━━━ RAW RECORDS
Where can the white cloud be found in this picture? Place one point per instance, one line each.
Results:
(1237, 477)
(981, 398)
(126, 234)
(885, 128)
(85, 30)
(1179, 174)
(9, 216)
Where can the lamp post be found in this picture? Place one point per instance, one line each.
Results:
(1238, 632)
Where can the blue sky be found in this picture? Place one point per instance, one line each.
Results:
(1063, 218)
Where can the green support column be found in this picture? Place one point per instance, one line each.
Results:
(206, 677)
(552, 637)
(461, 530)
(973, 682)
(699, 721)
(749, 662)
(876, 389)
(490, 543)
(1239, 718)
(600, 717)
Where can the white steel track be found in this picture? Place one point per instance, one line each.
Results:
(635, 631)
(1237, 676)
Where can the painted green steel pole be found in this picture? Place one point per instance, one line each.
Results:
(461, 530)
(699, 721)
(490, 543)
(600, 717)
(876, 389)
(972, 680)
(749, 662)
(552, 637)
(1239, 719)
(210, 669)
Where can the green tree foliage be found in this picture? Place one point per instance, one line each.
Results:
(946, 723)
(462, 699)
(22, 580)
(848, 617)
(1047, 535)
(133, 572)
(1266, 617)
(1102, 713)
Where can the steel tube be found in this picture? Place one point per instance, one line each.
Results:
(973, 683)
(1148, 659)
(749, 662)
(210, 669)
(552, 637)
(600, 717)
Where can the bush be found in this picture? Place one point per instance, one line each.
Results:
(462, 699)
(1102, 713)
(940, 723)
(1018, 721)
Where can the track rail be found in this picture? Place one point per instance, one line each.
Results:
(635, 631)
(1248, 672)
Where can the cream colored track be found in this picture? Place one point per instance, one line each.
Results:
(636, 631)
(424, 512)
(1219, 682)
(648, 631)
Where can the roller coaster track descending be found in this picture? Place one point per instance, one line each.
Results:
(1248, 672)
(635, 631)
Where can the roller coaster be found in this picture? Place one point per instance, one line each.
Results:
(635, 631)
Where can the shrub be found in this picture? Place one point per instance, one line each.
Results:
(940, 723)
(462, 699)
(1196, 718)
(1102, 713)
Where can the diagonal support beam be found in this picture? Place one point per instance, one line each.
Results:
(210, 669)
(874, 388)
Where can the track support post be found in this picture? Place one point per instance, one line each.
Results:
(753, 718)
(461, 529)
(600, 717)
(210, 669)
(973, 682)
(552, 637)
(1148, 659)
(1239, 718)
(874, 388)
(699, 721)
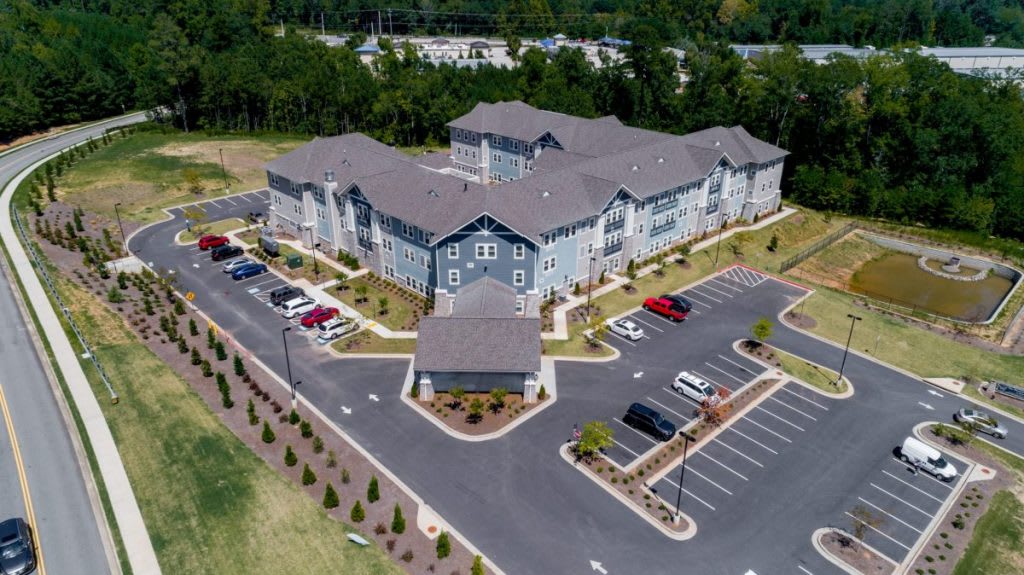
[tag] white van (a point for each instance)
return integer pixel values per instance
(920, 454)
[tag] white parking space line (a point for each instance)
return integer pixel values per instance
(669, 408)
(702, 295)
(723, 466)
(737, 452)
(911, 486)
(676, 485)
(701, 476)
(636, 432)
(805, 399)
(879, 532)
(898, 520)
(736, 364)
(779, 418)
(782, 437)
(725, 372)
(786, 405)
(655, 327)
(752, 440)
(902, 500)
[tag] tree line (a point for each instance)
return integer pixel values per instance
(896, 135)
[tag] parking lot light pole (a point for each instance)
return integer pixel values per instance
(853, 321)
(682, 474)
(121, 227)
(288, 362)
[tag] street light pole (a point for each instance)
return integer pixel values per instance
(121, 227)
(682, 474)
(853, 321)
(288, 362)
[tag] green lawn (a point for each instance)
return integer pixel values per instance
(211, 505)
(924, 353)
(215, 228)
(995, 546)
(146, 171)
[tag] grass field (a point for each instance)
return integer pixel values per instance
(893, 341)
(147, 171)
(995, 546)
(211, 504)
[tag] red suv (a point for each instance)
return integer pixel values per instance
(208, 241)
(317, 316)
(666, 307)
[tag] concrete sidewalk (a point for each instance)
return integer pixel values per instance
(134, 536)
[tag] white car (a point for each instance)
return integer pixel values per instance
(334, 328)
(692, 387)
(236, 264)
(298, 306)
(626, 328)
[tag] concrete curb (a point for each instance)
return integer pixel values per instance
(134, 536)
(691, 529)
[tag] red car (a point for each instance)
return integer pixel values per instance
(666, 307)
(208, 241)
(317, 316)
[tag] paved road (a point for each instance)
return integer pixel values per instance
(70, 534)
(802, 462)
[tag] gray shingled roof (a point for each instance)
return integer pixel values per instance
(471, 344)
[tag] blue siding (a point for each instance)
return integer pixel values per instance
(485, 230)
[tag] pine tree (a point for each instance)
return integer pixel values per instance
(308, 477)
(330, 497)
(397, 522)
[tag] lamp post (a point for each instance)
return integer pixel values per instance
(121, 227)
(853, 321)
(288, 362)
(682, 473)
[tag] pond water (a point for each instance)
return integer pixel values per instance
(896, 277)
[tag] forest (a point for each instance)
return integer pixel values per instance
(896, 135)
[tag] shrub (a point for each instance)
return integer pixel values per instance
(268, 436)
(330, 497)
(308, 477)
(397, 521)
(443, 545)
(357, 514)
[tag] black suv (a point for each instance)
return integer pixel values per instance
(285, 293)
(17, 554)
(679, 300)
(646, 419)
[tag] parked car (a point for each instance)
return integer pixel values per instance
(225, 252)
(208, 241)
(668, 308)
(318, 315)
(648, 421)
(924, 456)
(334, 328)
(17, 553)
(298, 306)
(247, 271)
(678, 299)
(286, 293)
(692, 387)
(626, 328)
(236, 264)
(982, 422)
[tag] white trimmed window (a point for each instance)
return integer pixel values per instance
(486, 251)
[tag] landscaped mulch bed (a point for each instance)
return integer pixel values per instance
━━━━━━
### [WHAT IS REQUIRED]
Quote each record exactly as it stands, minus the pictures.

### [FINAL RESULT]
Where can the white cloud be found in this picture? Place one point per instance, one line each.
Results:
(1237, 477)
(981, 398)
(126, 234)
(885, 128)
(85, 30)
(1179, 174)
(9, 216)
Where can the lamp post be found in this picture? Place one point per instance, one line each.
Results:
(1238, 632)
Where can the blue sky be found in this picture? Place one point per instance, one line each.
Results:
(1063, 218)
Where can the green support column be found in this picture? Place one point per instance, one line each.
Results:
(206, 677)
(552, 637)
(461, 530)
(973, 682)
(699, 721)
(749, 662)
(876, 389)
(490, 543)
(1239, 718)
(600, 717)
Where can the white steel track be found in this picture? Place one point per instance, one line each.
Results:
(635, 631)
(1237, 676)
Where can the painted green steel pole be found in this picture? Place one point per instance, one line each.
Results:
(461, 530)
(699, 721)
(490, 543)
(600, 717)
(876, 389)
(972, 680)
(749, 662)
(552, 637)
(1239, 719)
(210, 669)
Where can the green tree foliage be found in this picture? Place one point per instance, one line each.
Results:
(946, 723)
(462, 699)
(22, 580)
(848, 617)
(1047, 535)
(133, 572)
(1266, 617)
(1102, 713)
Where can the steel tube be found in this picture? Place one point per instance, one line each.
Results:
(973, 683)
(1148, 659)
(749, 662)
(210, 669)
(552, 637)
(600, 717)
Where can the bush be found in this picture? Place one point per instance, one line each.
Results:
(462, 699)
(1102, 713)
(940, 723)
(1018, 721)
Where can the track rail be found in this picture? Place one point per instance, one line each.
Results:
(635, 631)
(1248, 672)
Where can the cream colored track be found in this picture? Place one point per instance, one line each.
Results:
(636, 631)
(424, 512)
(1219, 682)
(648, 631)
Where can the roller coaster track descending be found in this picture? Place one point per instance, one line each.
Results:
(1248, 672)
(635, 631)
Where can the roller coaster be found in this picture? Place one point per instance, one line each.
Results:
(635, 631)
Where can the shrub be found in this picture? Place one point per instance, one line each.
Results:
(940, 723)
(462, 699)
(1196, 718)
(1102, 713)
Where can the diagonal support beam be found in this picture? Place one point per instance, one line each.
Results:
(210, 669)
(874, 388)
Where can the track support post be found in this picture? Place one point per instance, one line each.
Results:
(753, 718)
(461, 529)
(600, 717)
(210, 669)
(973, 682)
(552, 637)
(1148, 659)
(1239, 718)
(874, 388)
(699, 721)
[tag] white van (a point for each instance)
return integer pixel values per instance
(920, 454)
[tag] white parking space line (a point for each instance)
return integer pixel values per instance
(669, 408)
(702, 295)
(723, 466)
(737, 452)
(911, 486)
(676, 485)
(701, 476)
(636, 432)
(805, 399)
(879, 532)
(898, 520)
(736, 364)
(779, 418)
(782, 437)
(725, 372)
(786, 405)
(655, 327)
(752, 440)
(902, 500)
[tag] tree line (a point for each instance)
return integer pixel values per instance
(896, 135)
[tag] parking lot light pole (a point for each instance)
return integer pixel values per instance
(853, 321)
(682, 474)
(121, 227)
(288, 362)
[tag] street light pole (a point for each instance)
return integer pixel values per instance
(121, 227)
(682, 474)
(853, 321)
(288, 362)
[tag] green lawn (a point for each instance)
return integer pixel values per instance
(211, 505)
(924, 353)
(215, 228)
(995, 546)
(146, 171)
[tag] grass field (a point for each instance)
return integer pixel values per instance
(893, 341)
(147, 171)
(995, 546)
(211, 504)
[tag] red suv (a point for each instance)
return integer pixel values per instance
(208, 241)
(317, 316)
(666, 307)
[tag] concrete sidewalk (a point for each instance)
return integer pixel values per instance
(134, 536)
[tag] white car (a point for each instance)
return integer pixel values per instance
(334, 328)
(692, 387)
(236, 264)
(298, 306)
(626, 328)
[tag] concrete curb (a point for each instance)
return integer pixel values per instance
(134, 536)
(691, 529)
[tag] red car (a point for each instance)
return integer pixel values per instance
(666, 307)
(208, 241)
(317, 316)
[tag] paved road (a point for each instance)
return integer pixel values per instance
(70, 534)
(802, 462)
[tag] gray shingled roof (a point for each instance)
return integer pixel values per instance
(471, 344)
[tag] blue siding (a point for each instance)
return integer pixel values per instance
(485, 230)
[tag] pine tree (a point for each instance)
return integer pixel values per instance
(308, 477)
(330, 497)
(397, 522)
[tag] lamp post (a point for each instance)
return integer pixel values per instance
(121, 227)
(853, 321)
(288, 362)
(682, 473)
[tag] pond water (a point for each instance)
return integer pixel values per instance
(896, 277)
[tag] forest (a point for each instance)
return integer pixel values per instance
(896, 135)
[tag] shrub (a point for each instance)
return integer pixel values per instance
(268, 436)
(330, 497)
(308, 477)
(397, 521)
(443, 545)
(357, 514)
[tag] black suv (a point for each instance)
return integer pixel values per instance
(285, 293)
(17, 554)
(679, 300)
(646, 419)
[tag] parked car (a point for each instance)
return integer pixel values per instance
(225, 252)
(208, 241)
(668, 308)
(318, 315)
(648, 421)
(924, 456)
(334, 328)
(17, 553)
(298, 306)
(247, 271)
(678, 299)
(286, 293)
(692, 387)
(626, 328)
(236, 264)
(982, 422)
[tag] white trimmed window (a point for each instance)
return integer pixel values per instance
(486, 251)
[tag] landscaped mulch bed (a point for each instance)
return integer pixel values per instance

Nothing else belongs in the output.